Stored entries
— Begin —
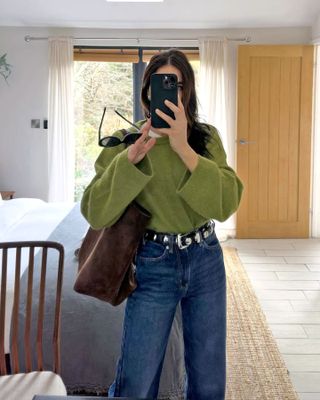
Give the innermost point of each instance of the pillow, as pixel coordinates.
(12, 211)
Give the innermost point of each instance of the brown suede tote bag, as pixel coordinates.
(106, 256)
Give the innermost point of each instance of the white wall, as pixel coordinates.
(23, 150)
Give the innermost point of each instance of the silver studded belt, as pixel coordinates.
(182, 240)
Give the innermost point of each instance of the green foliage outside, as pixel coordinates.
(98, 85)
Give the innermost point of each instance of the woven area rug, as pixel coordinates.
(255, 368)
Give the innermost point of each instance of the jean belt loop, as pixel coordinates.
(170, 242)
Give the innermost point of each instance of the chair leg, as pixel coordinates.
(8, 363)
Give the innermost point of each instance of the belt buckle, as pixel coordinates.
(179, 243)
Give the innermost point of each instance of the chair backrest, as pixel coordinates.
(7, 268)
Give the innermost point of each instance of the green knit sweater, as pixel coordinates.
(178, 200)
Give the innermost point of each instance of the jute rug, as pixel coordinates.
(255, 368)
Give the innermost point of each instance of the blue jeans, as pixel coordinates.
(194, 276)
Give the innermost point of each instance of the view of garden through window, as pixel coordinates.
(98, 85)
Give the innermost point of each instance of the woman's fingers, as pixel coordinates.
(164, 116)
(172, 106)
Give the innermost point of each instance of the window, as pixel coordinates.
(104, 78)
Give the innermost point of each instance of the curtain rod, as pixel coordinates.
(247, 39)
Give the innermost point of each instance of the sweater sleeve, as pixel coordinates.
(117, 182)
(213, 189)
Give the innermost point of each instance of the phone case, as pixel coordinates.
(163, 86)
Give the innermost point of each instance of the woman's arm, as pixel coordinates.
(212, 189)
(117, 182)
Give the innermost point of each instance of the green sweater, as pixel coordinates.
(178, 200)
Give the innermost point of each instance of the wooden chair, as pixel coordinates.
(23, 384)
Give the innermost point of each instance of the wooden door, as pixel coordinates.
(274, 140)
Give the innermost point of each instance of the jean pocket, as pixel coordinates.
(211, 242)
(152, 251)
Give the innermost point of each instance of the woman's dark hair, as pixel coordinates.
(198, 137)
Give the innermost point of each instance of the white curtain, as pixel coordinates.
(61, 148)
(315, 228)
(217, 97)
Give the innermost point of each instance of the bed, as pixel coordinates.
(90, 329)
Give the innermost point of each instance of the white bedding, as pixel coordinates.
(26, 219)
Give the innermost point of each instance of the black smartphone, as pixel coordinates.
(163, 86)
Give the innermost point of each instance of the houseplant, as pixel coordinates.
(5, 68)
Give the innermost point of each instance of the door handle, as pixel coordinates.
(243, 141)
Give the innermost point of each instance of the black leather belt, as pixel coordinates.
(182, 240)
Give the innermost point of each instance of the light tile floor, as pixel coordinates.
(285, 275)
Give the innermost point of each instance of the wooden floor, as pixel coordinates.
(285, 274)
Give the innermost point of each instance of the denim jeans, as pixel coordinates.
(194, 276)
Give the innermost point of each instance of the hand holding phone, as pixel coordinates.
(163, 86)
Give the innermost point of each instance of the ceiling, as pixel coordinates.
(171, 14)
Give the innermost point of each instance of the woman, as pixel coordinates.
(183, 179)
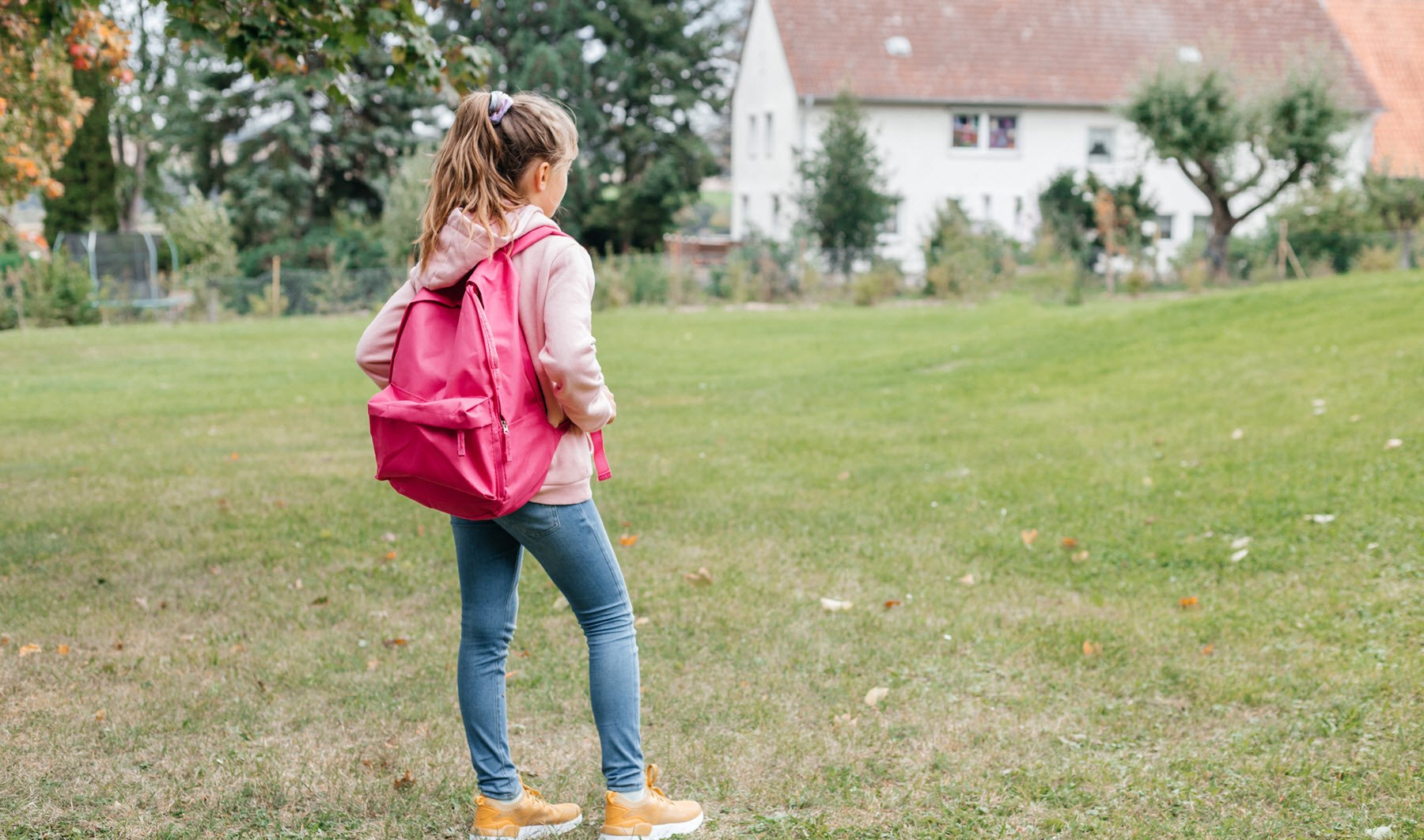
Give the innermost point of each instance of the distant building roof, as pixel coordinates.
(1388, 37)
(1044, 51)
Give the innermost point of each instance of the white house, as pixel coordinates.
(987, 100)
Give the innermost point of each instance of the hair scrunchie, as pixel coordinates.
(500, 104)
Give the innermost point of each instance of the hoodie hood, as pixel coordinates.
(464, 242)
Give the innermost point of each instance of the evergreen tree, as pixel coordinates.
(1198, 119)
(1399, 202)
(90, 199)
(633, 71)
(842, 204)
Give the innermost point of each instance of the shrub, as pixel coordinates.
(49, 292)
(883, 279)
(961, 261)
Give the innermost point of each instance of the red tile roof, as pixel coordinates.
(1388, 37)
(1043, 51)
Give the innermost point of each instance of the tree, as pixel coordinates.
(315, 40)
(634, 73)
(90, 202)
(840, 199)
(1399, 202)
(1233, 149)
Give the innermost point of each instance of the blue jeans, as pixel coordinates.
(571, 544)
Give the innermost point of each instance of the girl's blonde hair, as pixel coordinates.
(480, 161)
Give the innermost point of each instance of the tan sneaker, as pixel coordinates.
(655, 816)
(527, 818)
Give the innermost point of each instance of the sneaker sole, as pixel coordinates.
(664, 831)
(532, 832)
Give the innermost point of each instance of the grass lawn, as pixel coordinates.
(261, 638)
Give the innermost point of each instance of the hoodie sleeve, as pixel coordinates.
(569, 355)
(379, 341)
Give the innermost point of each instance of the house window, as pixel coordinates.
(1165, 228)
(1003, 133)
(1101, 144)
(966, 130)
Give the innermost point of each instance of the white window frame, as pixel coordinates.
(1111, 144)
(983, 120)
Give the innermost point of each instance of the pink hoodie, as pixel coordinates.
(555, 311)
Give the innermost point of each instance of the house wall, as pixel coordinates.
(763, 174)
(925, 170)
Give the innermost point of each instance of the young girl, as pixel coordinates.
(502, 172)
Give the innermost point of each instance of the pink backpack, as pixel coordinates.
(462, 426)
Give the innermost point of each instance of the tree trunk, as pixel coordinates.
(134, 206)
(1217, 244)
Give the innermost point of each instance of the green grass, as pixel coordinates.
(191, 512)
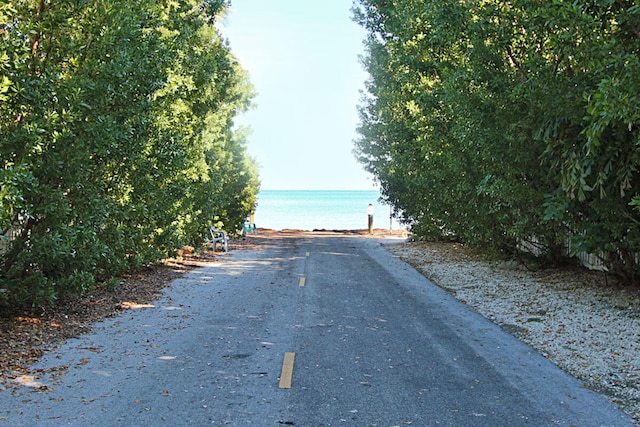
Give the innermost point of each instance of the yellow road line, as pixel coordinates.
(287, 370)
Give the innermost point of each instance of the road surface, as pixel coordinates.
(308, 330)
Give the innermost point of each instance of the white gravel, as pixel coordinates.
(581, 320)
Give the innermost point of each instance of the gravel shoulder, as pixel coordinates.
(584, 323)
(579, 319)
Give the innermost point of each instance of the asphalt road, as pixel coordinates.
(307, 331)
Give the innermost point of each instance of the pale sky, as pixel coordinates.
(302, 57)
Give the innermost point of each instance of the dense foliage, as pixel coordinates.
(117, 142)
(508, 125)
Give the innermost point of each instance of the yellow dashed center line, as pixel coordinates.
(287, 370)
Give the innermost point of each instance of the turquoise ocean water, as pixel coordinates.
(310, 210)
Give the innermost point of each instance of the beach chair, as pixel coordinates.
(218, 236)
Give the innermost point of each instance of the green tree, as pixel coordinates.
(114, 116)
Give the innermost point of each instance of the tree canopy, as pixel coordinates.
(117, 139)
(508, 125)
— End —
EXERCISE GOAL
Only the lines from the one that contains "gravel, as pixel coordinates." through the last line should be repeated, each exactly as it stands, with both ends included.

ANSWER TO THE TASK
Give the innermost point of each instance of the white gravel, as pixel coordinates.
(581, 320)
Give the innermost point of each instance of the gravel shoulder, as pixel coordinates.
(584, 323)
(579, 319)
Give the innermost point of each instance of the asphalt road, as pixel coordinates.
(307, 331)
Give the innermost point of each instance of the pale sky, as pixel coordinates.
(302, 57)
Give the innermost point of each instance of the dense foliage, as pixel coordinates.
(117, 142)
(508, 125)
Give the innermost point of each instance of the yellow dashed center line, as pixel coordinates.
(287, 370)
Give the innermost point of each instance of the turquoise ocean water, as pixel coordinates.
(310, 210)
Give the innermost point of each instance of the beach chair, as pixel coordinates.
(218, 236)
Give the innermost point of each instance of the green tree, as pixel coordinates.
(114, 116)
Give the innermost point of each instance of the tree canopy, as pixel coordinates.
(117, 139)
(508, 125)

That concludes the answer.